# CONSEGNA 1
Stampa parola per parola la parte del testo selezionato che va da "La colonia italiana" fino a "Scomparsa dei flagelli.".
# CONSEGNA 2
Nel testo selezionato, che cosa era riuscito ad attirarsi Glaudios in così breve tempo?

# TESTO SELEZIONATO
------------------------------------

La colonia italiana in Abissinia/XV

Da Wikisource.
XV

../XIV ../XVI IncludiIntestazione 7 novembre 2022 75% Da definire

XIV XVI
[p. 126 modifica]

XV.


L’apologia di me stesso — Pioggia — Una piaga d’Egitto. I termiti in casa — Ancora le locuste — Lucertoloni, vipere e serpenti — La lucertola e la vipera — Scomparsa dei flagelli.



Infatti Glaudios aveva saputo, in sì breve tempo, attirarsi l’odio di tutta la colonia a segno tale che stavasi già macchinando da qualcuno degli indigeni qualche brutto tiro per levarselo dai piedi.

------------------------------------

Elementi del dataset

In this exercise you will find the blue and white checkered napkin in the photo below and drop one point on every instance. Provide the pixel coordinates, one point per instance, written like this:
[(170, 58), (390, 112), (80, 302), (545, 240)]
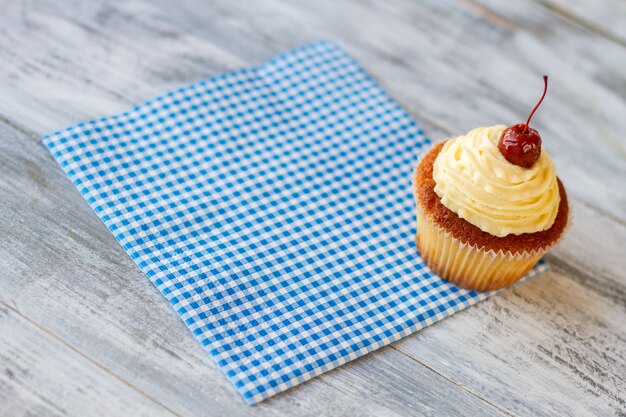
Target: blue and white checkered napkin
[(273, 209)]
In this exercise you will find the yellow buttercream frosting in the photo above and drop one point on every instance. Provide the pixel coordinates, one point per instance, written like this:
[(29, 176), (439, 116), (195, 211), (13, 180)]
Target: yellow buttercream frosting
[(474, 180)]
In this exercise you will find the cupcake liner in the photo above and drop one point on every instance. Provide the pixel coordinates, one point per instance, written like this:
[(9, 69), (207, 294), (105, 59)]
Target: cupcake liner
[(467, 265)]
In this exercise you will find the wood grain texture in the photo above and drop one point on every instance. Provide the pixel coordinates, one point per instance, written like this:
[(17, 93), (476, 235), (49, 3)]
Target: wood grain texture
[(553, 346), (48, 378)]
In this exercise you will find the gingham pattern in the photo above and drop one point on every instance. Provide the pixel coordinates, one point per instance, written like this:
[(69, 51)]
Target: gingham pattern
[(272, 207)]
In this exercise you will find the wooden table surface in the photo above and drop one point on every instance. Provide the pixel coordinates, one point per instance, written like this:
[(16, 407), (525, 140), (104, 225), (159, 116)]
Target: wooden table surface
[(82, 331)]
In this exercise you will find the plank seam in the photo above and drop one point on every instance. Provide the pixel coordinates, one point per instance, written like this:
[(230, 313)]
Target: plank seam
[(63, 342)]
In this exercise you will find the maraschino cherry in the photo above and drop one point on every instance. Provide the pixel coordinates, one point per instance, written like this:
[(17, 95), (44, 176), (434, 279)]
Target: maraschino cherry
[(520, 144)]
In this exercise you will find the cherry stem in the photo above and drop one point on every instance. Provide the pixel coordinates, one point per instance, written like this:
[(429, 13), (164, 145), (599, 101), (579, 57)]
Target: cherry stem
[(545, 90)]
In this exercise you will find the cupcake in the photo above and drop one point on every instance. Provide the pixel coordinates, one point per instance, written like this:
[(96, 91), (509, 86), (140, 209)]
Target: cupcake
[(489, 205)]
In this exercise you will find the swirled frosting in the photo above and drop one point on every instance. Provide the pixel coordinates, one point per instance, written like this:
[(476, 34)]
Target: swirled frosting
[(476, 182)]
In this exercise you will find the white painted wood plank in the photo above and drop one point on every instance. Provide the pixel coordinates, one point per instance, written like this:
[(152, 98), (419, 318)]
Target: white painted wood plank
[(548, 347), (457, 64), (40, 376), (606, 18), (60, 267)]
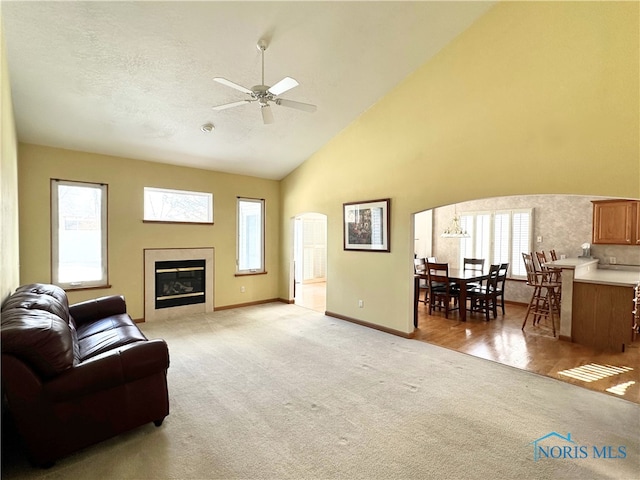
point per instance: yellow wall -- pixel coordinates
(9, 264)
(128, 235)
(533, 98)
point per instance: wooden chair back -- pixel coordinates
(473, 264)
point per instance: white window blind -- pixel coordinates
(499, 237)
(180, 206)
(250, 246)
(78, 234)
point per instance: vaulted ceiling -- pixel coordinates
(135, 79)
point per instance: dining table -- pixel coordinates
(461, 277)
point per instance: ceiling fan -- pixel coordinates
(264, 94)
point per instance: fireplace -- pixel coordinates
(177, 282)
(180, 282)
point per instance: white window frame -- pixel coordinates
(241, 238)
(162, 216)
(103, 281)
(476, 247)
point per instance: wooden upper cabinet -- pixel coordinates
(616, 222)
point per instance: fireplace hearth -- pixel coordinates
(180, 282)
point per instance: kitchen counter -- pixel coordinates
(587, 271)
(596, 303)
(574, 263)
(601, 276)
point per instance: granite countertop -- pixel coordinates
(573, 262)
(592, 274)
(610, 277)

------------------------------------

# SOLUZIONE 1
La colonia italiana in Abissinia/XV

Da Wikisource.
XV

../XIV ../XVI IncludiIntestazione 7 novembre 2022 75% Da definire

XIV XVI
[p. 126 modifica]

XV.


L’apologia di me stesso — Pioggia — Una piaga d’Egitto. I termiti in casa — Ancora le locuste — Lucertoloni, vipere e serpenti — La lucertola e la vipera — Scomparsa dei flagelli.

# SOLUZIONE 2
L'odio di tutta la colonia.